▼▼▼

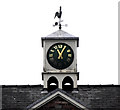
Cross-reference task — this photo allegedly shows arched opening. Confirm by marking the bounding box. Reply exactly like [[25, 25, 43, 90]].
[[47, 76, 58, 91], [62, 76, 73, 91]]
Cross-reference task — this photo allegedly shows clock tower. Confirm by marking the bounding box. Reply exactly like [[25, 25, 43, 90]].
[[41, 7, 79, 92]]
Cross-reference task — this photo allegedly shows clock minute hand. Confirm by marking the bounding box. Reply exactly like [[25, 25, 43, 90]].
[[57, 46, 66, 59]]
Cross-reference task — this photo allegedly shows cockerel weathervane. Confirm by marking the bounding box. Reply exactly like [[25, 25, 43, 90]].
[[53, 6, 67, 29]]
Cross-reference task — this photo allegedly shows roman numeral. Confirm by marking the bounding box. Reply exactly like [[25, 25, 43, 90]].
[[68, 54, 72, 57], [58, 45, 63, 48], [50, 50, 54, 52], [67, 49, 70, 52]]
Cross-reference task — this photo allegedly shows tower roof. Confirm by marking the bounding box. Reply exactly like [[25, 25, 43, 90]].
[[41, 30, 79, 47]]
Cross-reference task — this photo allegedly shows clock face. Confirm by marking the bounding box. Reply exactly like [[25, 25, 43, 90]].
[[47, 43, 74, 69]]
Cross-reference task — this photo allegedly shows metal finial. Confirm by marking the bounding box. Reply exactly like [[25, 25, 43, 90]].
[[53, 6, 67, 29]]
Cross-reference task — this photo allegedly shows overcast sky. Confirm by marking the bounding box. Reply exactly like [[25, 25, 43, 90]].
[[0, 0, 118, 85]]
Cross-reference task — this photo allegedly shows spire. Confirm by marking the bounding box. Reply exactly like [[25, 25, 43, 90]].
[[53, 6, 67, 30]]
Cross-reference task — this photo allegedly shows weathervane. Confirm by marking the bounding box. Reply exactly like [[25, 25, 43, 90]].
[[53, 6, 67, 29]]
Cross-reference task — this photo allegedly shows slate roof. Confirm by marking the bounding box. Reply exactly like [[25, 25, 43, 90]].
[[27, 88, 87, 109], [2, 85, 120, 110]]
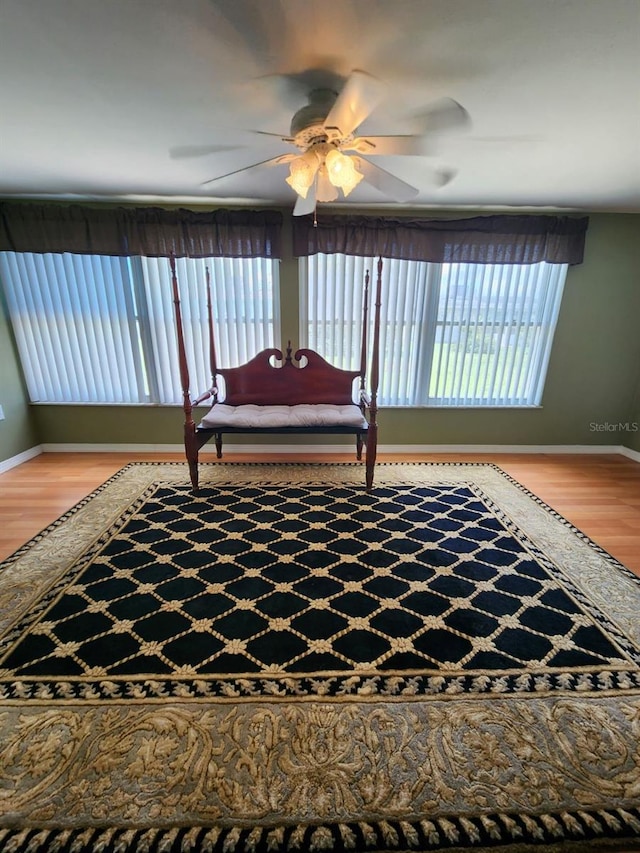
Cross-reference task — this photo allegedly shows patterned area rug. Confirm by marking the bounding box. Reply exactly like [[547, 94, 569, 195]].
[[0, 463, 640, 853]]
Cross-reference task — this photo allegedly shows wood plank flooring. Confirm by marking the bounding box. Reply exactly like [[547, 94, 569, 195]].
[[0, 453, 640, 576]]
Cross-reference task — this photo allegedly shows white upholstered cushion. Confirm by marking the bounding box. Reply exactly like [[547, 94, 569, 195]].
[[200, 403, 367, 429]]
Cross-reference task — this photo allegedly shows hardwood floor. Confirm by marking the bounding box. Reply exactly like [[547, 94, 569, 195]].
[[0, 453, 640, 576]]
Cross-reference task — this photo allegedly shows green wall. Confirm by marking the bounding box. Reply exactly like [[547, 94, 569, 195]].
[[0, 288, 39, 462], [0, 211, 640, 459]]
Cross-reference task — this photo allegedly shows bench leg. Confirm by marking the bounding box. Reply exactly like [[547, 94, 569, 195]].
[[365, 424, 378, 492], [184, 423, 198, 492]]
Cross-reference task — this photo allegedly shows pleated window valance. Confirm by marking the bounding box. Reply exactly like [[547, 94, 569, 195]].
[[293, 215, 589, 264], [0, 202, 282, 258]]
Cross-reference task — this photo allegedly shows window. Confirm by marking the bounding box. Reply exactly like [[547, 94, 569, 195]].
[[0, 252, 279, 404], [300, 254, 567, 406]]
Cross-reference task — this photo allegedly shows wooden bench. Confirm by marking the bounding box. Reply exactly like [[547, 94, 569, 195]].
[[171, 258, 382, 491]]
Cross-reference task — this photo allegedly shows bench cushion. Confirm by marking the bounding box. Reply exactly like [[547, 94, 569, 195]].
[[200, 403, 367, 429]]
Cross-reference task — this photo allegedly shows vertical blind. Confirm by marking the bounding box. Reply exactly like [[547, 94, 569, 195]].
[[300, 254, 567, 406], [0, 252, 279, 404]]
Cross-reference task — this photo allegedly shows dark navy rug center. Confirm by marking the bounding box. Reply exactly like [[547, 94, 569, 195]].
[[0, 486, 629, 679]]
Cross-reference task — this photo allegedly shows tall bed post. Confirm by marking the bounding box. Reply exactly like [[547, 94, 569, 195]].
[[356, 270, 369, 459], [206, 267, 222, 459], [169, 252, 198, 491], [365, 258, 382, 491]]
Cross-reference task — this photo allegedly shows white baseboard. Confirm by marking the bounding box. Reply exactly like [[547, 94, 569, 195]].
[[620, 447, 640, 462], [0, 444, 44, 474], [38, 442, 640, 465]]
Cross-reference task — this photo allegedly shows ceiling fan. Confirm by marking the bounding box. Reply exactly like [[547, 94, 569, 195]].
[[175, 71, 470, 216]]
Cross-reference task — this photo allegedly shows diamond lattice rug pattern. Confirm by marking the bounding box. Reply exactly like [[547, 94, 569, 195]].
[[0, 463, 640, 853]]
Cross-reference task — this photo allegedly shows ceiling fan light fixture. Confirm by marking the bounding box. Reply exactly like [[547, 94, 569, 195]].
[[325, 148, 364, 198], [286, 151, 319, 198], [316, 165, 338, 202]]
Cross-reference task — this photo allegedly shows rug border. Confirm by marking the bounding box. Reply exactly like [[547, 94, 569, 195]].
[[0, 460, 640, 586]]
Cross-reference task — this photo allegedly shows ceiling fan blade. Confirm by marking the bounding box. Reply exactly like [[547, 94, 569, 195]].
[[416, 98, 471, 133], [169, 145, 244, 160], [250, 130, 293, 142], [324, 71, 385, 136], [355, 157, 419, 202], [341, 134, 428, 157], [200, 154, 297, 187], [293, 181, 316, 216]]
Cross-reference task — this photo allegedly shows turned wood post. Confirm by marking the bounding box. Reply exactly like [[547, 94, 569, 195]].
[[169, 252, 198, 491], [365, 258, 382, 491]]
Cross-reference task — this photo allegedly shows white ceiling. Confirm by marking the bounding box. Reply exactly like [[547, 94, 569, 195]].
[[0, 0, 640, 212]]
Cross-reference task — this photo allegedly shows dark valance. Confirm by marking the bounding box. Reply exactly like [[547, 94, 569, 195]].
[[0, 202, 282, 258], [293, 215, 589, 264]]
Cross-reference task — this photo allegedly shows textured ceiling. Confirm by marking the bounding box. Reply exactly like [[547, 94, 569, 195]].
[[0, 0, 640, 212]]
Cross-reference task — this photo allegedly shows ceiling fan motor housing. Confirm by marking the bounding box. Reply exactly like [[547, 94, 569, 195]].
[[290, 89, 338, 150]]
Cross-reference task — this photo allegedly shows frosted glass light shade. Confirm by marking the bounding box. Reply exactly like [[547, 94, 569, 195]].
[[286, 151, 319, 198], [325, 148, 363, 198]]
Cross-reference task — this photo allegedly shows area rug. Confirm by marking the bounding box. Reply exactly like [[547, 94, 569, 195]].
[[0, 463, 640, 853]]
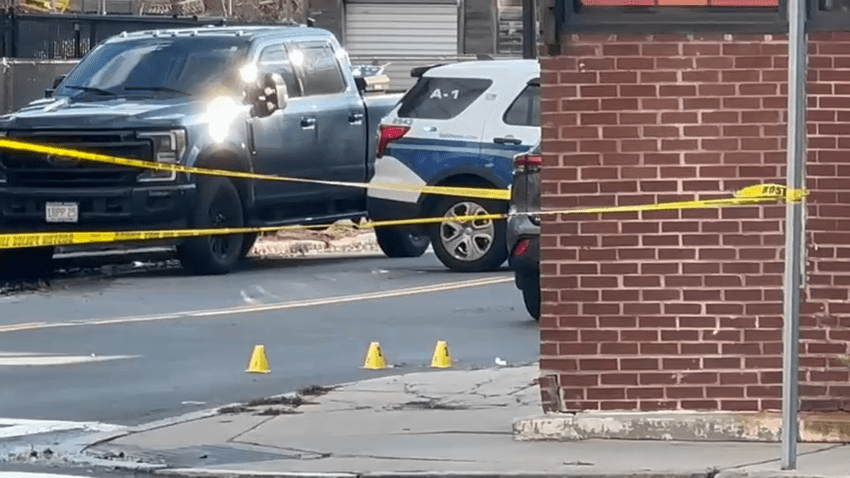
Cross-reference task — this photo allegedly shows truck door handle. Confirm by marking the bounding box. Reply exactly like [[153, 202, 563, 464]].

▲▲▲

• **WHAT YOU SHOULD DO**: Copy out every line of the data above word for word, omitting the pictures.

• **SOLUTION TO THE PROBLEM**:
Cross-reference task — this photo allegedly shows arched opening. Confirm by marking the bounding box. Reply exactly like [[25, 25, 43, 90]].
[[47, 76, 58, 91], [62, 76, 73, 91]]
Cross-reference task — this photo allegedly shows clock tower. Confirm by marking the bounding box. Reply exactly like [[25, 25, 43, 90]].
[[41, 7, 79, 92]]
Cross-reference task — this photo allegedly shows clock minute hand. Confirm by marking the bounding box. Reply exactly like [[25, 25, 43, 90]].
[[57, 46, 66, 59]]
Cross-reference task — this photo allegedly shows cockerel weathervane. Confirm by marking the bounding box. Reply exactly like [[25, 25, 43, 90]].
[[53, 6, 67, 29]]
Cross-reference task — this photo allegedly shows roman numeral. Confirm by marking the bounding box. Reply exactly like [[25, 25, 43, 90]].
[[68, 54, 72, 57], [58, 45, 63, 48], [50, 50, 54, 52], [67, 49, 70, 52]]
Cross-reference task — this photo allegedly shows tower roof. Confirm by marking the bounding box. Reply exactly like [[25, 25, 43, 90]].
[[41, 30, 79, 47]]
Cross-reference task — this photo allegedly shows clock face. Confirm by marking the bounding box. Reply exactly like [[25, 25, 43, 90]].
[[47, 43, 74, 69]]
Cross-reference task — this photo allegedly shows metal finial. Confirm by marking the bounding box. Reply exactly like [[25, 25, 43, 90]].
[[53, 6, 67, 29]]
Cross-reference task — this photo allegedly shows overcast sky. Confirm by marking the bounding box. Reply exactly like [[25, 25, 43, 90]].
[[0, 0, 118, 85]]
Cross-reference task — this photo allegedly shows spire. Confirm by marking the bounding box. Reply exactly like [[25, 25, 43, 90]].
[[53, 6, 67, 30]]
Cross-reference task — this photo allegedly shows weathervane. Confirm by marking the bounding box. Reply exactly like [[25, 25, 43, 90]].
[[53, 6, 67, 29]]
Cross-reference task — this photo allegedly shows slate roof. Confirm by marking the bounding box. Reply exactly like [[25, 25, 43, 90]].
[[27, 88, 87, 109], [2, 85, 120, 110]]
Cross-reference task — this photo allegedly shows patterned area rug. Confirm by marking the bounding box. Reply exactly like [[547, 94, 569, 195]].
[[0, 463, 640, 853]]
Cross-reference task — this photo allegedly shows wood plank flooring. Confirm by marking the bounding box. Reply exactly like [[547, 94, 569, 195]].
[[0, 453, 640, 576]]
Cross-reference task — this photo allegedly shows white upholstered cushion. Confirm by marking the bounding box. Reply exactly like [[547, 94, 569, 195]].
[[200, 403, 367, 429]]
Cross-reference task — this photo allegedly shows hardwood floor. Confirm by marking the bounding box. Reply exactly like [[547, 94, 569, 195]].
[[0, 453, 640, 576]]
Cross-reference task — this photo allegedly shows green wall. Confirm by marking the bounding box. Reply exactly like [[547, 94, 569, 195]].
[[0, 288, 39, 462], [0, 211, 640, 459]]
Cross-reference task — this photo allegedly shows bench leg. Confirm by marking the bounding box. Reply exactly like [[547, 94, 569, 195]].
[[365, 424, 378, 492], [184, 423, 198, 492]]
Cross-reference task — this photo allegedly shows pleated window valance. Confirm by marking the bounding box. Reply exactly like [[547, 94, 569, 195]].
[[293, 215, 589, 264], [0, 202, 282, 258]]
Cross-reference task — this photo allegedly shows window. Confirm by marking the bounding box. Reply exactly like [[547, 94, 569, 195]].
[[0, 252, 279, 404], [300, 254, 567, 406]]
Cross-reference task — this photo allegedly shows wooden bench. Confirm by marking the bounding box. Reply exactly like [[547, 94, 569, 195]].
[[171, 258, 382, 491]]
Cross-reference task — this photo allegedly shows bench cushion. Confirm by marking the bounding box. Reply exactly like [[547, 94, 569, 195]].
[[200, 403, 367, 429]]
Cross-reference task — this photo allegedly shows vertical blind. Confirm by marking the bounding box. Reply exactly like [[547, 94, 569, 195]].
[[300, 254, 567, 406], [0, 252, 279, 404]]
Cross-reference task — this photo allegedly shows dark navy rug center. Confirm by marking the bounding box. Reply exactly like [[547, 94, 569, 195]].
[[0, 486, 629, 679]]
Cross-reference task — this photo allegedly shows tall bed post. Confirm by marking the bounding box. Reply exactly like [[547, 94, 569, 195]].
[[356, 270, 369, 459], [206, 267, 222, 459], [169, 252, 198, 491], [365, 258, 382, 491]]
Cross-reference task — this photo allegedly shows white baseboard. Confirm by marking the bounding box. Reply exactly like [[547, 94, 569, 195]].
[[620, 447, 640, 462], [0, 444, 44, 474], [38, 442, 640, 465]]
Cross-reference task — this photo allegedly shows ceiling fan. Confirm by marking the bounding box. Reply exactly like [[547, 94, 569, 195]].
[[175, 71, 470, 216]]
Cross-reference task — this photo allegedly shows diamond lattice rug pattern. Confirm by marking the bounding box. Reply exactly like [[547, 94, 569, 195]].
[[0, 463, 640, 853]]
Cross-reference task — this photo allegedly shows ceiling fan light fixture. Confirm by marking the bounding box. Reply exactly like [[547, 94, 569, 195]].
[[325, 148, 364, 198], [286, 151, 319, 198], [316, 165, 338, 202]]
Cross-reference task — this photo allegedly shows rug border. Confirm by marking the bounding box. Reply exactly like [[547, 94, 569, 195]].
[[0, 460, 640, 586]]
Cross-reference task — this photo allegedly shows ceiling fan blade. Confirm by marking the bounding box. Reply exactly like [[547, 94, 569, 195]].
[[416, 98, 471, 133], [169, 145, 244, 160], [250, 130, 293, 142], [324, 71, 385, 136], [355, 157, 419, 202], [341, 134, 428, 157], [200, 154, 297, 187], [293, 181, 316, 216]]
Cross-reference task — this photo allegedly shows turned wood post. Confirm by marking the bounding box. Reply exactly like [[547, 94, 569, 195]].
[[169, 252, 198, 491], [365, 258, 382, 491]]
Cross-reference task — this photo allegedly shows white ceiling. Confirm by marking the bounding box. Reply exactly like [[547, 94, 569, 195]].
[[0, 0, 640, 212]]
Cross-reference task — this photo allegedly shows dark valance. Confirm by marking the bounding box. Reply exactly like [[547, 94, 569, 195]].
[[0, 202, 282, 258], [293, 215, 589, 264]]
Cross-reference task — this photo allegedly shows textured ceiling. Confirm by marking the bounding box. Reply exactly like [[547, 94, 569, 195]].
[[0, 0, 640, 212]]
Cross-reference task — this photo allegedly shows ceiling fan motor housing. Confirm by marking the bounding box. Reply exactly like [[547, 94, 569, 195]].
[[290, 89, 338, 150]]
Cross-reference task — this photo allegedly shows frosted glass light shade. Confirm by marking the bounding box. Reply exactly like [[547, 94, 569, 195]].
[[286, 151, 319, 198], [325, 148, 363, 198]]
Cross-reference task — this photo allegedly shows area rug. Confirm by marking the bounding box. Reply exactly like [[547, 94, 569, 195]].
[[0, 463, 640, 853]]
Cross-reference task — this photo allegedly shows truck door handle. Confirm by marking the bounding box. Reply exactly like [[153, 202, 563, 464]].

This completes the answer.